The night before last I was looking at some old church directories that had belonged to my aunt who recently passed away. I found something odd in one of them. Her picture was in the directory, but the church or someone had made a mistake and put someone else's name under the picture. It kind of freaked me out at first because I thought maybe I was losing my mind. I decided to show it to Eddie to see what he thought. I went into the living room and proceeded to sit down beside him on the sofa so I could show him the picture. Prior to this I had been doing some embroidering on the pillowcases I have been working on. I use embroidery needles which are sharp kind of like sewing needles. You know where I'm going with this, don't you? Anyway, as I sat down I knew right away what had happened and I yelled "Ouch!! What the heck?" when I knew just exactly what the heck it was. I was so mad at myself. I had laid the embroidery aside on the sofa to get up and go do something, forgotten about it, and apparently the needle slipped out of the thread and got wedged into the sofa seat cushion sharp side up.
In light of all this stress we have been going through with the sunroom and various other stressful things, this was the last straw. I had a total and complete hormonal episode. I was just so mad at myself for doing such a dumb thing as sitting down on a needle, and then realizing the potential for an infection, etc., that I just went kind of nuts. Thinking the worst (that my butt might get infected and rot off, or I might have to go to the hospital and get a tetanus shot) I thought to myself "This is all I need right now." I really didn't want to have to go to the hospital or doctor when there is so much other stuff going on right now. Eddie was very good and kind to me. I cried like a baby and he treated me like a child who needs comforting. He doctored my place for me and put a bandaid on it. I know this is too much information, but he was wonderful. I cried the whole time like a child. I couldn't seem to stop crying. Later on I began to laugh and cry and the same time and decided that one day I would laugh about this. He assured me that my butt was not going to rot off, that the worst thing that would happen would be that I might have to get a tetanus shot. But, he said it was probably unlikely since the needle was not rusted. We have been watching it and treating it and so far, so good.

= HOW TO COMPLETE THIS TASK =
Can you pick up the story about sitting on an embroidery needle and keep writing it from where it stops? You won't need the records that follow.

= MATERIAL SUPPLIED =
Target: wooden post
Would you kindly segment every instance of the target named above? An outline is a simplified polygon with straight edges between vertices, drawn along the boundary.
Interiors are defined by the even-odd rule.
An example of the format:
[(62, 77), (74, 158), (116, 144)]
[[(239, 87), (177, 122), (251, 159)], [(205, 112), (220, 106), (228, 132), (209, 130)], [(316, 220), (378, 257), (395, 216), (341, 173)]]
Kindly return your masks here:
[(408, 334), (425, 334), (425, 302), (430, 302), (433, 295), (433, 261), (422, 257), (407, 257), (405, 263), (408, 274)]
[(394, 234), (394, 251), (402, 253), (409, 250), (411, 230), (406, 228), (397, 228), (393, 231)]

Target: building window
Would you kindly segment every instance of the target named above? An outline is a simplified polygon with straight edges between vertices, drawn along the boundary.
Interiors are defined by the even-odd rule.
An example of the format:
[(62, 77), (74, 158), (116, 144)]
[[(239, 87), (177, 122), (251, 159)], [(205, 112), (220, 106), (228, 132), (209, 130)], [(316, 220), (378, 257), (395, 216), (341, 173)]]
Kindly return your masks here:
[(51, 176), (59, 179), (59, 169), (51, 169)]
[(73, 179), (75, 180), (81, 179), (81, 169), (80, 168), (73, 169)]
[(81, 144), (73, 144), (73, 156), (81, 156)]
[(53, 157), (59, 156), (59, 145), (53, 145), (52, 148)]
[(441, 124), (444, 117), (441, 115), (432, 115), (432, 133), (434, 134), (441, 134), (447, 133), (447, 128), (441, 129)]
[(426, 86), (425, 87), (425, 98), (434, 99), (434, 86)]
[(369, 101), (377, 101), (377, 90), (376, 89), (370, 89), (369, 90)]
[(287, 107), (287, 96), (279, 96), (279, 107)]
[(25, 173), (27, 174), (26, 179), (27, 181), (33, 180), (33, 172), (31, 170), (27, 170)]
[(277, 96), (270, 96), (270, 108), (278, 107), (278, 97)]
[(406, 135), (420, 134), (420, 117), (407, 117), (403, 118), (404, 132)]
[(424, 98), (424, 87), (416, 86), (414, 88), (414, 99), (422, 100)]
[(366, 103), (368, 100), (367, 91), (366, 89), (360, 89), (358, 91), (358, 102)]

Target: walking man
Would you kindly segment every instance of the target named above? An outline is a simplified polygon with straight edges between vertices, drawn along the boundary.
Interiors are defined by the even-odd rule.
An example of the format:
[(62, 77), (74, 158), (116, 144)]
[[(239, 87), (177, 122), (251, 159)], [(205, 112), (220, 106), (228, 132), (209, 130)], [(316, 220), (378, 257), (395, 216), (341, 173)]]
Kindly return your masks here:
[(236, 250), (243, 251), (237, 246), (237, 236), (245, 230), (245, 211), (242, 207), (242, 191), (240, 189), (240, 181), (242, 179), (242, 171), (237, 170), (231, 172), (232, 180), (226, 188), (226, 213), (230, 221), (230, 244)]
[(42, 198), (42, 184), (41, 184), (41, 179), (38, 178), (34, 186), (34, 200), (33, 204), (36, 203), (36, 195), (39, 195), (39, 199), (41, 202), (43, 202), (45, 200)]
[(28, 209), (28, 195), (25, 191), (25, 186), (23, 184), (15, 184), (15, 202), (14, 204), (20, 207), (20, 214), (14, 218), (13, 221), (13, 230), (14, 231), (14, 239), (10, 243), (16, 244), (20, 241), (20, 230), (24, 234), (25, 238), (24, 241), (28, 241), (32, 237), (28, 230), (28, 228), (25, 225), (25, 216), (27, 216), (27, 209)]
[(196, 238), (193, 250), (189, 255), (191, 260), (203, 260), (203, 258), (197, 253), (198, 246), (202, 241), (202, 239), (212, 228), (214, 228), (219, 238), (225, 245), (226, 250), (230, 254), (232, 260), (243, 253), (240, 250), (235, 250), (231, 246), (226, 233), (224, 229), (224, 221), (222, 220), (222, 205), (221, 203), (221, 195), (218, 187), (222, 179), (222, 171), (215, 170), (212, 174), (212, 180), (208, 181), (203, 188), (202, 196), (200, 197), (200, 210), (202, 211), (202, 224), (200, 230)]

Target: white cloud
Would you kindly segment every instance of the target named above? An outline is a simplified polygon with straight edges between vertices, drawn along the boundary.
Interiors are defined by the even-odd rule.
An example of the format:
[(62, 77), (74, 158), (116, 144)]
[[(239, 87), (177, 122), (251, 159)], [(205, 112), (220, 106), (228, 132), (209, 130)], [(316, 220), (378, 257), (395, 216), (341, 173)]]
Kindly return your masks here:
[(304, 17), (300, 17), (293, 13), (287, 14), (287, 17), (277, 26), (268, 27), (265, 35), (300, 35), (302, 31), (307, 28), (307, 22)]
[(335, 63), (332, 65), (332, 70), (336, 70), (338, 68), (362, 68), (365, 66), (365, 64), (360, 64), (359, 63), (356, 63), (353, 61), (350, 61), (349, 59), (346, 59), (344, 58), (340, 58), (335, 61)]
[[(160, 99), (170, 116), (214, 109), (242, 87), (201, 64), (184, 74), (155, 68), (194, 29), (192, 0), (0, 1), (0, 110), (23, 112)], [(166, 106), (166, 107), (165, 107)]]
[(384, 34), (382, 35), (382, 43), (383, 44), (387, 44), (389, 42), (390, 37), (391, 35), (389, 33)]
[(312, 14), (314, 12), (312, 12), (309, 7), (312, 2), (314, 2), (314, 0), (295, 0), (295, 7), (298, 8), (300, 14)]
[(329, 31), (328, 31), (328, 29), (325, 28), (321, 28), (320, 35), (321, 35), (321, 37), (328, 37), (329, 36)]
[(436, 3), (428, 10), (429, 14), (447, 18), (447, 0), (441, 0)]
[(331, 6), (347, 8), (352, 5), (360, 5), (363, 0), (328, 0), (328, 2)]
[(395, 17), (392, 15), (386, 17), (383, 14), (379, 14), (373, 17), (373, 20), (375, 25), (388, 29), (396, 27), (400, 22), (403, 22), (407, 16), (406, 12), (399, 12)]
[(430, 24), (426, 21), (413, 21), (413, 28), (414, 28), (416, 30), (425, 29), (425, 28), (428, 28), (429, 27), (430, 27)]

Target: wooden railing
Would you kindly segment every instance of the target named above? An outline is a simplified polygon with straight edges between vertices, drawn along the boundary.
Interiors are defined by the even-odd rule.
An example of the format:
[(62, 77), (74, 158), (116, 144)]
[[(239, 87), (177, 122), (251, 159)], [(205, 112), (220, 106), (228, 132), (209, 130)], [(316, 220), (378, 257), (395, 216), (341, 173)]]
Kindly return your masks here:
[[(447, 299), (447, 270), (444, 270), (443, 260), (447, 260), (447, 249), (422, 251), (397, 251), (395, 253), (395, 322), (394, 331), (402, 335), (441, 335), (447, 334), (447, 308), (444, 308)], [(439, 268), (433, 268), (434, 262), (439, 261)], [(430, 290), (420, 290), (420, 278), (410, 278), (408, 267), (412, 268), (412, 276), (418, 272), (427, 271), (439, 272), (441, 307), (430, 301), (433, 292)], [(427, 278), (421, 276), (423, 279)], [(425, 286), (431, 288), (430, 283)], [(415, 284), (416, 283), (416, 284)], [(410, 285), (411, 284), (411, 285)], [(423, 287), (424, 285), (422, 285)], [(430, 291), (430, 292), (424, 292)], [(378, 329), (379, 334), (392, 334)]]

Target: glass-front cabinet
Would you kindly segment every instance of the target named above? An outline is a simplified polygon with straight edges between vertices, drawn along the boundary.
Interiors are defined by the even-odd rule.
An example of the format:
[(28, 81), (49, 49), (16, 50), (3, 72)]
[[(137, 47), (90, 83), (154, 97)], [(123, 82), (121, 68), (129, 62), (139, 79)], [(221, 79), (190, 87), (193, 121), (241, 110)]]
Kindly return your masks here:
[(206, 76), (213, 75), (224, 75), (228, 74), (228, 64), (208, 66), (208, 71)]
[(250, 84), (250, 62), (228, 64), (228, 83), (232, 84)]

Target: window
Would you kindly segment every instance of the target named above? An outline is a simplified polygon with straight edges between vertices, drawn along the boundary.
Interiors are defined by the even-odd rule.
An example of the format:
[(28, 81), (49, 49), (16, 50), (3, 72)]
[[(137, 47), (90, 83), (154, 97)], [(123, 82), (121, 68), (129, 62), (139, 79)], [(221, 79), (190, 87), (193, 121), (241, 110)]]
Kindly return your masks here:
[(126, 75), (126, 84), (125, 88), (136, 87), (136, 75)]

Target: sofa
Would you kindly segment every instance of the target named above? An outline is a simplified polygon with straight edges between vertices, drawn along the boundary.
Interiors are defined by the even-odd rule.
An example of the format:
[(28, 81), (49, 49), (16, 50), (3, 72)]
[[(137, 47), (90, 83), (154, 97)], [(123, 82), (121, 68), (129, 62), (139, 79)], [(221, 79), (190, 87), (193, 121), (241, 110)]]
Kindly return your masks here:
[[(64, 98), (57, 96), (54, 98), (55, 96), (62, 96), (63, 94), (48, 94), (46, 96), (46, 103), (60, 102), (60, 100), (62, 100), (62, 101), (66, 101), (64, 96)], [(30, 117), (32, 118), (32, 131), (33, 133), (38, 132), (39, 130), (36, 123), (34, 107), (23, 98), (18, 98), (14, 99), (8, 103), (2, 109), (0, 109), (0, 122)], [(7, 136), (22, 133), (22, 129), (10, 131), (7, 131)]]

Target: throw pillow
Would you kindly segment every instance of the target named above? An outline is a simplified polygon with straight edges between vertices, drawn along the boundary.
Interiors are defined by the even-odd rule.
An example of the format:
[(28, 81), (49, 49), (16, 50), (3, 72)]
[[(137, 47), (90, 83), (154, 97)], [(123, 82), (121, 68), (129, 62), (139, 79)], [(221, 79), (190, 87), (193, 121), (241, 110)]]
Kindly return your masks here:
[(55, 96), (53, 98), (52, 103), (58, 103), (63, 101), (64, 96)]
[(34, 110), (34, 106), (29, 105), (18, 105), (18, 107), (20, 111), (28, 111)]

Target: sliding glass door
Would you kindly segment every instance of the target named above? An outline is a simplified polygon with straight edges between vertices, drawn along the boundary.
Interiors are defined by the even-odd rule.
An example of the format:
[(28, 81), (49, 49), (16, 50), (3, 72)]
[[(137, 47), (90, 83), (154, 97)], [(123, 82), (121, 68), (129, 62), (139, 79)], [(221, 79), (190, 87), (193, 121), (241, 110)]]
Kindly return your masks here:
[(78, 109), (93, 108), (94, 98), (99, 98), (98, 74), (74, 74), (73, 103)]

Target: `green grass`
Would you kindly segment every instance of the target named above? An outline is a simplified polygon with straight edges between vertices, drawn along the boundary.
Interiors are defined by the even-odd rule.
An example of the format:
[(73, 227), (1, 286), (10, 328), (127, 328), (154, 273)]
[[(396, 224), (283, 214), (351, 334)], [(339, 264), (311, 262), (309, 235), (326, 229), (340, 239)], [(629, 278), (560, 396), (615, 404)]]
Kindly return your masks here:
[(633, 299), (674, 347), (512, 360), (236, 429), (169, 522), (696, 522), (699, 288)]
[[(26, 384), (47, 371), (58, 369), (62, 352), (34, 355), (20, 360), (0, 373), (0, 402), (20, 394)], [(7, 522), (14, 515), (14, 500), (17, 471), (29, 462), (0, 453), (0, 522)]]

= TASK OUTPUT =
Today I have been laughing about it, but it just made me feel so dumb. I'm hoping that it will continue to heal. Needless to say, this has dimmed my enthusiasm for embroidery right now. I really have enough pillowcases to give as gifts anyway, but I thought I might embroider one more set just so I would have more choices. I wanted some mindless knitting, so now I'm back to knitting my sock monkey stocking. I figured if I want to use it at Christmas time, I better get it finished. I'll eventually get back to my embroidery, but probably not for another week. Shesh!